Exercise:
Once the line containing "of the blue" is found, retype it and each line after it through the last entry below, word for word, and nothing else.

[Collected data]
--
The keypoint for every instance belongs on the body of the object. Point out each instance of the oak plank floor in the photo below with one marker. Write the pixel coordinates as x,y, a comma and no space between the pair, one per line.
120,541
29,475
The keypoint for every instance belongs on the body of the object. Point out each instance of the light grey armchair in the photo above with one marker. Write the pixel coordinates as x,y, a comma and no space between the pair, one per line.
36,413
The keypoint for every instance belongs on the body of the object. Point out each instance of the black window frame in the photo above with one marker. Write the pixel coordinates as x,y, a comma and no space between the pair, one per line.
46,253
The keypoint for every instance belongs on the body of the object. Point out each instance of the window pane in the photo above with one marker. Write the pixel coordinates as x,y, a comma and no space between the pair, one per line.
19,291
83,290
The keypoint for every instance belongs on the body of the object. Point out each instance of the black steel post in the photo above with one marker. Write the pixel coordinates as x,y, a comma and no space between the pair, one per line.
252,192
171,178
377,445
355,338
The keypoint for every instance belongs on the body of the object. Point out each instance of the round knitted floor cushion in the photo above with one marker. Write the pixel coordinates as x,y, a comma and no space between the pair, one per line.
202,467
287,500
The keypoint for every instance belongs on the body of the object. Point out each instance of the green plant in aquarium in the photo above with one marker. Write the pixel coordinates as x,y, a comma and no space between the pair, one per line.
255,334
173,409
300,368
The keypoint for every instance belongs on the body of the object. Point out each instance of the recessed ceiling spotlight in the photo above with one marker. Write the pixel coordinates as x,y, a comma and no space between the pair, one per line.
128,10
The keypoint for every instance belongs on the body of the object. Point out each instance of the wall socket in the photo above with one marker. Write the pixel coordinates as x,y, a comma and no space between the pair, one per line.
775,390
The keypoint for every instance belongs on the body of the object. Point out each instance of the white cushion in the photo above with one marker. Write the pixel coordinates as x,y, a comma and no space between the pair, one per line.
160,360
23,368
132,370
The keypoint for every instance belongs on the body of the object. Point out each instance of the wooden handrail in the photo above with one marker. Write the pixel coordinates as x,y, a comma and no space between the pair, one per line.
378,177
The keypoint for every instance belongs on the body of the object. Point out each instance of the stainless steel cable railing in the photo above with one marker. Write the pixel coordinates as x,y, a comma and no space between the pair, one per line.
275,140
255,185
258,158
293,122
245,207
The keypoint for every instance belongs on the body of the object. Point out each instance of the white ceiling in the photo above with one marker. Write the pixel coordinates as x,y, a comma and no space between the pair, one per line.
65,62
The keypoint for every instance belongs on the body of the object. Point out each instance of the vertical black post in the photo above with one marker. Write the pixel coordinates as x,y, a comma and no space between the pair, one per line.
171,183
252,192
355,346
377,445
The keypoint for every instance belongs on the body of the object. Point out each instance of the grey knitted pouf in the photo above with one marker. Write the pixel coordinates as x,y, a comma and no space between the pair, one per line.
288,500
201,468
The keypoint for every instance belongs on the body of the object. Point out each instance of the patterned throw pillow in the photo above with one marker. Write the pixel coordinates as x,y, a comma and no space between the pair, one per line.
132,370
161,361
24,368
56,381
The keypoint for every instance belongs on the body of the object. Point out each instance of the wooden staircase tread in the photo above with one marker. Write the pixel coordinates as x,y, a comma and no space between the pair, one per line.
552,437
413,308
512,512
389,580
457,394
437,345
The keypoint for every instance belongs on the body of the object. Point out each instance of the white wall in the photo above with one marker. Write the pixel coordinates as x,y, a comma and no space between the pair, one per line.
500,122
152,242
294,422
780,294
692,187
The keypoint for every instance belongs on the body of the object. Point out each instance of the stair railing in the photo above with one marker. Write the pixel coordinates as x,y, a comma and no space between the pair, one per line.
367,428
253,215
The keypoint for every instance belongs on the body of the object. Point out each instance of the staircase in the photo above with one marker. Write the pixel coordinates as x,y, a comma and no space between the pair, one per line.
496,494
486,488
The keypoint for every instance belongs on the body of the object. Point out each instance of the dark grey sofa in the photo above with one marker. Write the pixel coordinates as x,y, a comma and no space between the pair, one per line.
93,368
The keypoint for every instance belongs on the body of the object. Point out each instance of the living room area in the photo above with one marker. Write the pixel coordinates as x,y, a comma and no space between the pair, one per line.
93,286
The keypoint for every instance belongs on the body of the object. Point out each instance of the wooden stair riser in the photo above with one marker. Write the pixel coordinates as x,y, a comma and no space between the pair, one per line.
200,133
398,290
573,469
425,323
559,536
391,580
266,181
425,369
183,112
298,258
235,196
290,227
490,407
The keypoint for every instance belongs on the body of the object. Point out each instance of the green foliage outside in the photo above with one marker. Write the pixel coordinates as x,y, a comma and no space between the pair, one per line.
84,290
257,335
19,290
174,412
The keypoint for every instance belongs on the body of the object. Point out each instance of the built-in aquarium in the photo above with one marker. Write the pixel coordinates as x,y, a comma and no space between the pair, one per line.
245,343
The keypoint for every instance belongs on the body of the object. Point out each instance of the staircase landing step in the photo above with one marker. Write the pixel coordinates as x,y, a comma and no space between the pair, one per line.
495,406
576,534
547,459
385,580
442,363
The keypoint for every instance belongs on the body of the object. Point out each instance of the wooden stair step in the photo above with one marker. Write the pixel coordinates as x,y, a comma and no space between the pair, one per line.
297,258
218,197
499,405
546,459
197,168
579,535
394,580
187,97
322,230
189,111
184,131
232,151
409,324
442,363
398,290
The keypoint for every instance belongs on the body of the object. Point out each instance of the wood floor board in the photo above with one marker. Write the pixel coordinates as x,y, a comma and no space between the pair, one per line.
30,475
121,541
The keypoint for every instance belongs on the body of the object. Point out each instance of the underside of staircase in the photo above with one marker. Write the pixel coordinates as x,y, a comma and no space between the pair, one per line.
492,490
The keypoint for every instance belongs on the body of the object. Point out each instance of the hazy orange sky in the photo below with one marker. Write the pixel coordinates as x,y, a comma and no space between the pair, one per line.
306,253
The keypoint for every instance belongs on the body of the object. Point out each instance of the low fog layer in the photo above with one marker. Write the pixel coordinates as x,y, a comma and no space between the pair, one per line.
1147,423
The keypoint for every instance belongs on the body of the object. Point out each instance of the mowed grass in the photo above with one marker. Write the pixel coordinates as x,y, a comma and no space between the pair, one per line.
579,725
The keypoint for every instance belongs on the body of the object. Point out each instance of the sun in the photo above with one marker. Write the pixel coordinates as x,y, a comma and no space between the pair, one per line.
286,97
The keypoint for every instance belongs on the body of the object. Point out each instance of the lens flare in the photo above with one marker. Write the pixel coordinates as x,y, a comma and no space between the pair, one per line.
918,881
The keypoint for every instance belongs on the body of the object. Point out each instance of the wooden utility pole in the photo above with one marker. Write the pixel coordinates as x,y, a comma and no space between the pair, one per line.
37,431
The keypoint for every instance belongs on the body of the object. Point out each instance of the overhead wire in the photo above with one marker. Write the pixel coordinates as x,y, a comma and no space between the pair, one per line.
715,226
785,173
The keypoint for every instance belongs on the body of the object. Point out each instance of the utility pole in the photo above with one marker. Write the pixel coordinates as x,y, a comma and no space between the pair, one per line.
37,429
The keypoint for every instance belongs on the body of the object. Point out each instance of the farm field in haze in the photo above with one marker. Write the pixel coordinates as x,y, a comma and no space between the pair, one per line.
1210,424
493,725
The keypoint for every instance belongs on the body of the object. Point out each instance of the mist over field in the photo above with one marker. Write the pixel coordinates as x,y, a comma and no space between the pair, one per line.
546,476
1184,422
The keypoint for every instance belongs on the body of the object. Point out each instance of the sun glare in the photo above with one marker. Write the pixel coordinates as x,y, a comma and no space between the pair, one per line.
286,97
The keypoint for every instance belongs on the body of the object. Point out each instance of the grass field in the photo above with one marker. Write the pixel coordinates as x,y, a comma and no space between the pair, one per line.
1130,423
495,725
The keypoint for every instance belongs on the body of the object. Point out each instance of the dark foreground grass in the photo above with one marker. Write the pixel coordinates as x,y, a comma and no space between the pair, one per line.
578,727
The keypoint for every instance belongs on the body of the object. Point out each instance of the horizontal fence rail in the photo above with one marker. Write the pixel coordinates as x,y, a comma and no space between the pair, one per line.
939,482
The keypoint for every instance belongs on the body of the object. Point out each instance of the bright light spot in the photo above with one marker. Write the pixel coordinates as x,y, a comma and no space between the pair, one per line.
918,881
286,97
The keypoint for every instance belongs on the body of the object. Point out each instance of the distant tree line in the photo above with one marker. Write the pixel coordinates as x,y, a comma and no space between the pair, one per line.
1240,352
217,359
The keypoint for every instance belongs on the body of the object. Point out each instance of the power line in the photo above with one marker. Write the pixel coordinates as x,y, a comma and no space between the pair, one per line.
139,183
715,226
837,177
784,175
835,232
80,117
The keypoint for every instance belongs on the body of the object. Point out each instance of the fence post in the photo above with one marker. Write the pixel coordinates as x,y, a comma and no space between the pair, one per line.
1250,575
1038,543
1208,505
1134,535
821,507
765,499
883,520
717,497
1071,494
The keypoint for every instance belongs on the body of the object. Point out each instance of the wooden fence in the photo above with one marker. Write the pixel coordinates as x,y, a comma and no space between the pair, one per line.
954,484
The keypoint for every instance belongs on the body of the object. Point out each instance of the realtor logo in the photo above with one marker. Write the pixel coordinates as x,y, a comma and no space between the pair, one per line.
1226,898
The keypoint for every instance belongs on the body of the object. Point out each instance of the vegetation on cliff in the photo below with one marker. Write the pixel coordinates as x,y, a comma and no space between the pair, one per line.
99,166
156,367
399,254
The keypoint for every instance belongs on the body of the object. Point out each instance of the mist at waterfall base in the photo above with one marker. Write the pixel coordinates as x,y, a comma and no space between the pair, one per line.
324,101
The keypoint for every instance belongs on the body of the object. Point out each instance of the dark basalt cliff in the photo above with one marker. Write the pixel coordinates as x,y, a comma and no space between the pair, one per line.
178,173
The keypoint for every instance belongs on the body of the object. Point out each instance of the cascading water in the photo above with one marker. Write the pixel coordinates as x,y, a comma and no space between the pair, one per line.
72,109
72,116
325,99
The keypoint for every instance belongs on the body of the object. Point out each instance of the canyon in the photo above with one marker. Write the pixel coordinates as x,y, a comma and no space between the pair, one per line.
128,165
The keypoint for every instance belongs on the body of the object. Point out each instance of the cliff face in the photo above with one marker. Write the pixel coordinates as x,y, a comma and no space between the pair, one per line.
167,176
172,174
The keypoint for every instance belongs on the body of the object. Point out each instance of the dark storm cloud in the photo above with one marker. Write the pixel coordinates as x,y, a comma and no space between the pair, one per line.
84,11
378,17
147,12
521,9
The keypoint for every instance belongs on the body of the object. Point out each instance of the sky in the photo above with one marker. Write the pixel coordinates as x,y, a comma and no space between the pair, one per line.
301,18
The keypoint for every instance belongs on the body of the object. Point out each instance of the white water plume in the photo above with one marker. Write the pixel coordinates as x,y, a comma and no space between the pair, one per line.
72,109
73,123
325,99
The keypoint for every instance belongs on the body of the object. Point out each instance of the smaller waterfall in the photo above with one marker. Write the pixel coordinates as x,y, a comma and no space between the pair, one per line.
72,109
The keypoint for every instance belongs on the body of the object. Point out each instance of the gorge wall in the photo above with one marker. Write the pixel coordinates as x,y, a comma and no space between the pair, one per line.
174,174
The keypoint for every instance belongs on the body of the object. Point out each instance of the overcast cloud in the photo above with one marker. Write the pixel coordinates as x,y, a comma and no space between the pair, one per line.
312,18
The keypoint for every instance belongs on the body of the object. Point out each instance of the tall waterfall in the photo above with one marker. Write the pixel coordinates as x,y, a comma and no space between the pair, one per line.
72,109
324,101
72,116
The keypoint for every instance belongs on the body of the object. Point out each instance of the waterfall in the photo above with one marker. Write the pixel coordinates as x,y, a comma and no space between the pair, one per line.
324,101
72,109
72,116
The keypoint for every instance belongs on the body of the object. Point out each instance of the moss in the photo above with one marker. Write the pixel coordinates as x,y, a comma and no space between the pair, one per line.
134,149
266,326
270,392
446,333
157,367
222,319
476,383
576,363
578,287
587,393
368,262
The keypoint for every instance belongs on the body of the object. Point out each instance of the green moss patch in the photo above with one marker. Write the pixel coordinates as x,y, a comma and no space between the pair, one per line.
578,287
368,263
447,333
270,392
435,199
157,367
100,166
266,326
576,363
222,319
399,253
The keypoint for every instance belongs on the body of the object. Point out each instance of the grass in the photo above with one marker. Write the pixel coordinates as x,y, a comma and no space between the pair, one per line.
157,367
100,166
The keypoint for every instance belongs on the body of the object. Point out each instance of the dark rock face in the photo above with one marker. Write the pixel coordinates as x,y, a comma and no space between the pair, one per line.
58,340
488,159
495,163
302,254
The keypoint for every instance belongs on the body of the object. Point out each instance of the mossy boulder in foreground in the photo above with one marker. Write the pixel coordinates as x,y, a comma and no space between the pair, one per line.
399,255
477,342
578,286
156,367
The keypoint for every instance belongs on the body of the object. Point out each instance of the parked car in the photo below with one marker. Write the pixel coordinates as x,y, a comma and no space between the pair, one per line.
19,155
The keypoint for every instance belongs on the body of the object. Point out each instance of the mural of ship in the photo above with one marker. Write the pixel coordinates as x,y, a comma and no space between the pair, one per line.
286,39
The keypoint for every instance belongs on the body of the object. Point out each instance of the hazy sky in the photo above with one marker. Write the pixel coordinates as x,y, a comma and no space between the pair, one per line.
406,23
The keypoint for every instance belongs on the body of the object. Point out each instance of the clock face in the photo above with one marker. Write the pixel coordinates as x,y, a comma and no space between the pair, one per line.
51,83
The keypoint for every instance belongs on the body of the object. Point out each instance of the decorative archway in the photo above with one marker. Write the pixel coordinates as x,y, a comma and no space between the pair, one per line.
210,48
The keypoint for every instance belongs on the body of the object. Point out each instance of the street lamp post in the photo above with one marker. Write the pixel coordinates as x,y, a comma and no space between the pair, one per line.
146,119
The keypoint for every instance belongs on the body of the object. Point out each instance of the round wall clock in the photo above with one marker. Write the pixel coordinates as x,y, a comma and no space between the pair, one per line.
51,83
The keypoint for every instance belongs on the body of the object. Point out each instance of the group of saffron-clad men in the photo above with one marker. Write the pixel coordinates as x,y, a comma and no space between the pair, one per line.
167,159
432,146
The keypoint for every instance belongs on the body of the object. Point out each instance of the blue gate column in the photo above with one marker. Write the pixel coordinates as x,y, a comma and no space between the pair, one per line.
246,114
--
Final answer:
The keypoint for every instance belongs on the body of the object. Point out each instance of the blue gate column in the photo above with one marker. Write the pixel coordinates as x,y, a comma and no space between the pair, one per line.
246,114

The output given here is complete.